• [Work task]: Among the entries below, find each line with "brick" and show it.

• [Records for processing]:
______

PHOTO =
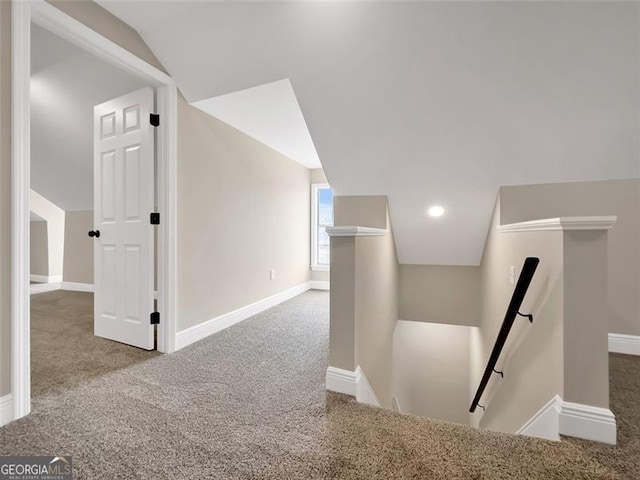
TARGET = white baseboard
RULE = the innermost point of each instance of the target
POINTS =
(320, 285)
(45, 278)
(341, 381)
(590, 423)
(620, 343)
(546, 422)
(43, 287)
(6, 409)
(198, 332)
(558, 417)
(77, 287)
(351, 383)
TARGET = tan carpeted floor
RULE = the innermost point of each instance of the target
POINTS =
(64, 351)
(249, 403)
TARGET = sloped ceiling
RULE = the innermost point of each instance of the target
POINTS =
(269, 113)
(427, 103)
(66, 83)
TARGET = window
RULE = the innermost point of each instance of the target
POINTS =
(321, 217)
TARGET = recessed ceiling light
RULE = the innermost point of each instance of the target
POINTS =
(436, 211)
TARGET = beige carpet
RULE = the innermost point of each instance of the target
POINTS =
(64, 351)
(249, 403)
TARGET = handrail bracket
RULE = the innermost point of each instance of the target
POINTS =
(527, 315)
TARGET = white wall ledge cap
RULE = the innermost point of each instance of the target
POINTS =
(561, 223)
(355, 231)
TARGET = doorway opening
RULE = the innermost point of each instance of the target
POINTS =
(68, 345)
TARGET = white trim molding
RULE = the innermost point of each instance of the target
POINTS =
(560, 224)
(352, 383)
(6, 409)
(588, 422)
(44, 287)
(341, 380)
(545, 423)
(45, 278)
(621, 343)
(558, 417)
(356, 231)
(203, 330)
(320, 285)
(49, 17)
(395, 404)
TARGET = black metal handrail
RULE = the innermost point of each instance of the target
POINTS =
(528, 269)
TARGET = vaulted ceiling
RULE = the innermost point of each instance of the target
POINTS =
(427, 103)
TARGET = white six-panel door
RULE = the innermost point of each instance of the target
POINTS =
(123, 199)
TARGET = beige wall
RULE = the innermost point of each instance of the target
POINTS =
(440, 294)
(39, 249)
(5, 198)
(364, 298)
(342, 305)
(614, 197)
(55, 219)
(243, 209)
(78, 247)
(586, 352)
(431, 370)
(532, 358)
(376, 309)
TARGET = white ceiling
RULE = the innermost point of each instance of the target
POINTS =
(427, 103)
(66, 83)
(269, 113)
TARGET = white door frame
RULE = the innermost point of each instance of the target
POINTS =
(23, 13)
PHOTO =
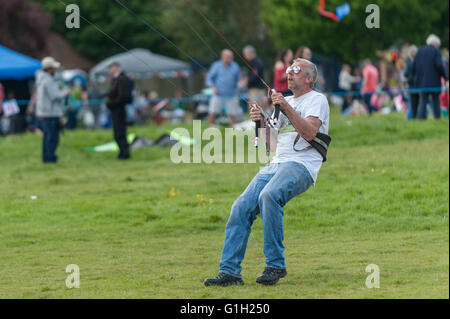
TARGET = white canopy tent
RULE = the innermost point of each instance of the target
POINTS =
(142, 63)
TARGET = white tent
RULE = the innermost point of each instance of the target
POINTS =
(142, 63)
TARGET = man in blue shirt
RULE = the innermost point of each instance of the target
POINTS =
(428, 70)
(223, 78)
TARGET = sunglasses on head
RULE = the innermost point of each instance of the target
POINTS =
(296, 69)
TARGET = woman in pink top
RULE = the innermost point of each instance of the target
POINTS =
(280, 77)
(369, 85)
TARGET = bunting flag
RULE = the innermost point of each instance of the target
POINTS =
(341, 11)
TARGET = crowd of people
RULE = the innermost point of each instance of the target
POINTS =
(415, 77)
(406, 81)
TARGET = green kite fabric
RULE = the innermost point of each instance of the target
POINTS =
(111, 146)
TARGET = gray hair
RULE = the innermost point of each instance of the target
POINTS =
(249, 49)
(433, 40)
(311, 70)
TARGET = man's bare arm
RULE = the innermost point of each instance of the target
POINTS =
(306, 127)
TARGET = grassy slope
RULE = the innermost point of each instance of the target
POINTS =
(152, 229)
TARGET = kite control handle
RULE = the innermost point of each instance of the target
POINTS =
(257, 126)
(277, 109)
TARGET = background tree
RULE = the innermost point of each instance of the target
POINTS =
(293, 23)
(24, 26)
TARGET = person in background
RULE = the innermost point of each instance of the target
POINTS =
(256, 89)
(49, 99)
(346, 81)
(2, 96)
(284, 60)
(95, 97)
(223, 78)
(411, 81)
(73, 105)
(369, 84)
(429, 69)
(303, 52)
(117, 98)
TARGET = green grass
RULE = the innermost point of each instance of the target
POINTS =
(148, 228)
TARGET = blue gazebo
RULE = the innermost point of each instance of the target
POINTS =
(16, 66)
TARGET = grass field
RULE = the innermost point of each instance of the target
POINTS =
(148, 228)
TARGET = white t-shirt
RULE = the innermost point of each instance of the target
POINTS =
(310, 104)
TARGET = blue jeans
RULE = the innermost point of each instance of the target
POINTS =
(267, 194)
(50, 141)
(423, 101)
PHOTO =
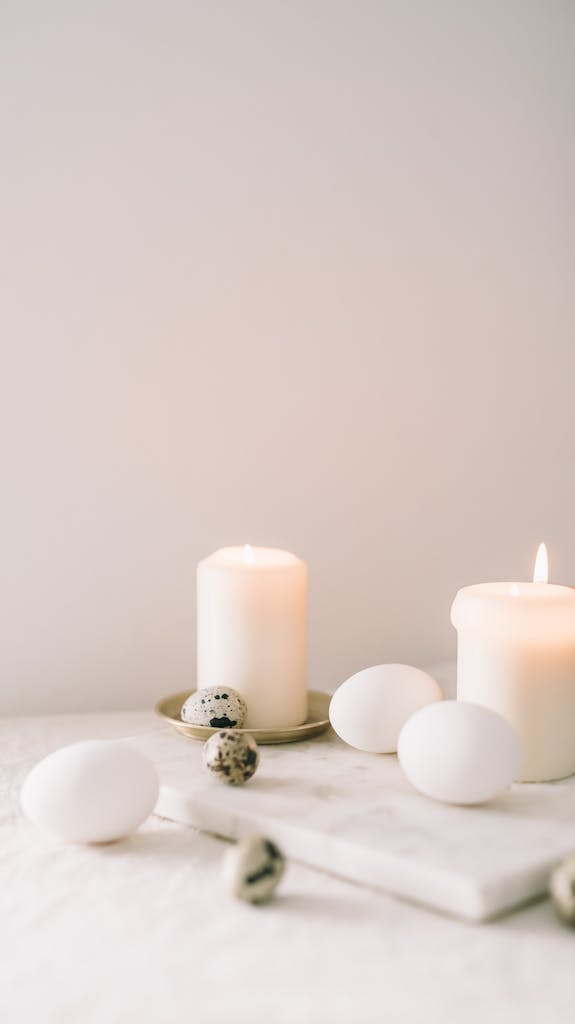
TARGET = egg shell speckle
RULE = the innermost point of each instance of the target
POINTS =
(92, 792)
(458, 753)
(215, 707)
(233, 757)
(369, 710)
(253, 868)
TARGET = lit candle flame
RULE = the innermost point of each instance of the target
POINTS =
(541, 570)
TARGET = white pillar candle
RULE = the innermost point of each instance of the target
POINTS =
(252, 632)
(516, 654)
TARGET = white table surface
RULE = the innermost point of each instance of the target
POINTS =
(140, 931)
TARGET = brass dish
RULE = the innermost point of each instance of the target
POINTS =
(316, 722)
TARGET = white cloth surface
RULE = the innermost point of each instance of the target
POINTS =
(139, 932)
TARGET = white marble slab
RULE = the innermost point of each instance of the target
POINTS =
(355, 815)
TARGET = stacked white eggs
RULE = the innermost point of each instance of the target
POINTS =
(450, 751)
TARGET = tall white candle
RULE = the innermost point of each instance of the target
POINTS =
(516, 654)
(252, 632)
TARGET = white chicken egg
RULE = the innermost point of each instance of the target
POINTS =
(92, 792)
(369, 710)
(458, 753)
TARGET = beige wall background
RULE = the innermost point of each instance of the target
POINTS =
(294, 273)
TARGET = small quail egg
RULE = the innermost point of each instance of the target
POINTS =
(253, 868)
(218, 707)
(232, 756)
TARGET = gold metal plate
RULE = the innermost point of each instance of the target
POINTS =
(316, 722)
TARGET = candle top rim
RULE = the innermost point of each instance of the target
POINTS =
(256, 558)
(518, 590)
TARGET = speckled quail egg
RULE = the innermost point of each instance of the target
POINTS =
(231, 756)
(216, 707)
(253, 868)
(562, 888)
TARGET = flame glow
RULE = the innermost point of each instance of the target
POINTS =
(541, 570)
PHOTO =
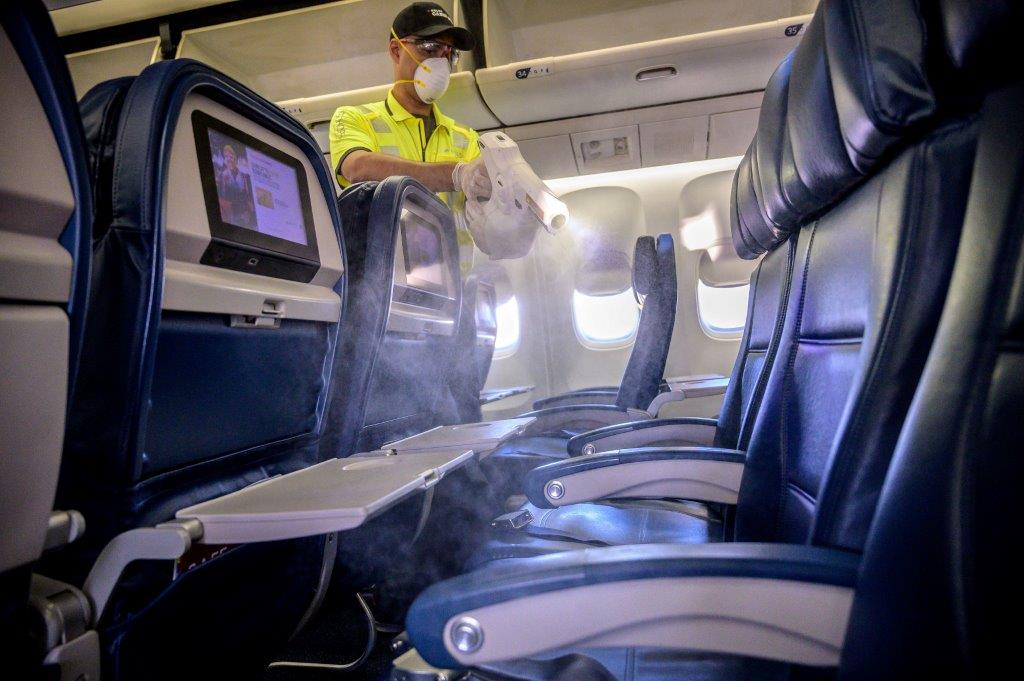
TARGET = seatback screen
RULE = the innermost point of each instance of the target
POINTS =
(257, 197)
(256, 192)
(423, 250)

______

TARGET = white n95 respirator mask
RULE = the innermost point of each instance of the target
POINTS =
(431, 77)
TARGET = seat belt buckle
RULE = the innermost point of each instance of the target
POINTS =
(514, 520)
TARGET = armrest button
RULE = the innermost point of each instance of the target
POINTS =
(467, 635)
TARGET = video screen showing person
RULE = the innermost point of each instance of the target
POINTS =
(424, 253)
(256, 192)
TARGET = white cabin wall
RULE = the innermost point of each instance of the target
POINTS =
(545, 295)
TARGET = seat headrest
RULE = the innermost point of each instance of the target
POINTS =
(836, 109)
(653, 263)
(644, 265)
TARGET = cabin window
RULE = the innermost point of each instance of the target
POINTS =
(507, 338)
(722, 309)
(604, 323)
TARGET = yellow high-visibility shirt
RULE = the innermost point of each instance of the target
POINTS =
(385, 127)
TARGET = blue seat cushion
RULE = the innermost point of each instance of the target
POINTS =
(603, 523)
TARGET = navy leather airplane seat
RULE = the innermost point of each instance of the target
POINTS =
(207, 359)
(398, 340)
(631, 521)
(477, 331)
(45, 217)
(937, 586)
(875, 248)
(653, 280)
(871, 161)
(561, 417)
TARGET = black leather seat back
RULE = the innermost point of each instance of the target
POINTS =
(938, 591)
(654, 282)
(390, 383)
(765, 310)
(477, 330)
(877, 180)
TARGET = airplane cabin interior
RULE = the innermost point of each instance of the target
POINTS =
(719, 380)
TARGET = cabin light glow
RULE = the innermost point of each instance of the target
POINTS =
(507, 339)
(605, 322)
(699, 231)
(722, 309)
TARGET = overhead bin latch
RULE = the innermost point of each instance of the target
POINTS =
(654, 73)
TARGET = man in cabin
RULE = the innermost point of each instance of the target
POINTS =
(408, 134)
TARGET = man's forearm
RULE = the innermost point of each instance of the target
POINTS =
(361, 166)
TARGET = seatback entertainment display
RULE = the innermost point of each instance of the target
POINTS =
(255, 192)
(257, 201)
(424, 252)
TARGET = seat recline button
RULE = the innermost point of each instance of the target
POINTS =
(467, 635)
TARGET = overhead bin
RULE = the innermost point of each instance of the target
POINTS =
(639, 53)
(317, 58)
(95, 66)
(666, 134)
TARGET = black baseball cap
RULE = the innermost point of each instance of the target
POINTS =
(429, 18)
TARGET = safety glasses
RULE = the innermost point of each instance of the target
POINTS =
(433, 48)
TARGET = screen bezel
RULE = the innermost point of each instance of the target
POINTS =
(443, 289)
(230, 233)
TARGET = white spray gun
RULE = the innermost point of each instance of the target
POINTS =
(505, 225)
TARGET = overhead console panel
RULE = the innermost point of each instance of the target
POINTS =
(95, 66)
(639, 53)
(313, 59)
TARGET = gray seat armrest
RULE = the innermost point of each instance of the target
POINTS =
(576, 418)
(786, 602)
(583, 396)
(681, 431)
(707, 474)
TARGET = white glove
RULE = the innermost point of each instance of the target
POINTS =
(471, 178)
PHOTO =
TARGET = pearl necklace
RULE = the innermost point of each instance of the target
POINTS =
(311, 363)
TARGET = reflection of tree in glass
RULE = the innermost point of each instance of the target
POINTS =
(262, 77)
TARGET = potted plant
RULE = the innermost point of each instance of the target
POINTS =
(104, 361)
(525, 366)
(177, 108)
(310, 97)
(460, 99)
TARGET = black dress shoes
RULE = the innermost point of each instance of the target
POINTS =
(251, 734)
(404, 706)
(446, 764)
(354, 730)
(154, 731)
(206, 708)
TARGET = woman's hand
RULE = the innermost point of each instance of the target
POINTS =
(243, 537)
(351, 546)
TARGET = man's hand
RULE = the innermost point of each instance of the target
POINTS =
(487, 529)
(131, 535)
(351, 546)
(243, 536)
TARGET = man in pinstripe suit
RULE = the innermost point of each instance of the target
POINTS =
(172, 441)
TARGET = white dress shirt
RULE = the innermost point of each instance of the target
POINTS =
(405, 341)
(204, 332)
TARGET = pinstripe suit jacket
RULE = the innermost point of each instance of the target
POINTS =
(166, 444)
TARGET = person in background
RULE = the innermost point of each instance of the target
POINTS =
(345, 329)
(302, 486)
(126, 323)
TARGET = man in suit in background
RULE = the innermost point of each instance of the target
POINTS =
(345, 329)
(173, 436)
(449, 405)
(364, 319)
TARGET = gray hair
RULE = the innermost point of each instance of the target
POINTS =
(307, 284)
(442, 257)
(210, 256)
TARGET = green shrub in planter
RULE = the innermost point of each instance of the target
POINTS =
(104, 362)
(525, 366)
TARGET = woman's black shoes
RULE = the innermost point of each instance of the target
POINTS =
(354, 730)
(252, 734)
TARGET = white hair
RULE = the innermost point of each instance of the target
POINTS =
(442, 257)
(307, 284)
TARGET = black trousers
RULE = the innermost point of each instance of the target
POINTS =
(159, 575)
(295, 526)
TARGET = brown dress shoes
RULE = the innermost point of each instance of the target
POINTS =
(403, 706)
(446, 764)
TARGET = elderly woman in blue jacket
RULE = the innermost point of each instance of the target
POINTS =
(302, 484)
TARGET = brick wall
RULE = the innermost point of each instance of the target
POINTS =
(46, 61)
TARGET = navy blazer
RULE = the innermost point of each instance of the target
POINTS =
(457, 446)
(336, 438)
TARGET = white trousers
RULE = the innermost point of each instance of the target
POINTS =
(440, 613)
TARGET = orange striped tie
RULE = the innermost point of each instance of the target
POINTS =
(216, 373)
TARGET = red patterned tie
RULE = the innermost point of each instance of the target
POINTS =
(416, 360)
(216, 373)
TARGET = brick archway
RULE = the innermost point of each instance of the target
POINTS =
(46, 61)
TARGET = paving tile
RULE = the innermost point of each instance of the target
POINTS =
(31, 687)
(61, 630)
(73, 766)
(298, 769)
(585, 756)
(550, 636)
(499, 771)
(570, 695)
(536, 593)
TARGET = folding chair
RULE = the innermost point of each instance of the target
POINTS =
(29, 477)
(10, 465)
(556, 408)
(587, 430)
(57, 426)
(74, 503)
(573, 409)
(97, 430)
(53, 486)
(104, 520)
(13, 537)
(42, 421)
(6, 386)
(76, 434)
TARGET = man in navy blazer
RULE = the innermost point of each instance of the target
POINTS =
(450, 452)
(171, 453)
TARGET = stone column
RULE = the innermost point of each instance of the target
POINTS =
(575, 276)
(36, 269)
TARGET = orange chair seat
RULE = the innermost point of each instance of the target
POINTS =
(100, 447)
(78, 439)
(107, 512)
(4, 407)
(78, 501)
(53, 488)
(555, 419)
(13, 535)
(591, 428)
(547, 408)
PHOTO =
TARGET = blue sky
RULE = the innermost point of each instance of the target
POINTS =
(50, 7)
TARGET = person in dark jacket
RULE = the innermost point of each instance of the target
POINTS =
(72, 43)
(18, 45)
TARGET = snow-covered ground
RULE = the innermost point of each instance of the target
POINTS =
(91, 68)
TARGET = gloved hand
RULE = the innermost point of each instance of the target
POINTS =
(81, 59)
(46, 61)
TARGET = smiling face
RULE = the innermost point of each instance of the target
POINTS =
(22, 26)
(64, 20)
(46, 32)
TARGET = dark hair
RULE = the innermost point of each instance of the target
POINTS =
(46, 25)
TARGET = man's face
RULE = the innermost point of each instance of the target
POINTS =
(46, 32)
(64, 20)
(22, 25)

______

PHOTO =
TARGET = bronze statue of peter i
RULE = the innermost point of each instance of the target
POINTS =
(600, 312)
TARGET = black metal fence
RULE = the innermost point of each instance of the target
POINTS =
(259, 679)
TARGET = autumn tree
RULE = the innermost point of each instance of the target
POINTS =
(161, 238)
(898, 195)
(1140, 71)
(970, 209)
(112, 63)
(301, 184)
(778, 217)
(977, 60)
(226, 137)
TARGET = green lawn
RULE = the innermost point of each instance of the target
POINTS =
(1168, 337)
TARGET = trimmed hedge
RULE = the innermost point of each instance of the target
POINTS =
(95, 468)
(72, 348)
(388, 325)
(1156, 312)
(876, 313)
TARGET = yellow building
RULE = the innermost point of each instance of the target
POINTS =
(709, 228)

______

• [Output for this exercise]:
TARGET = brick wall
TARGET = brick archway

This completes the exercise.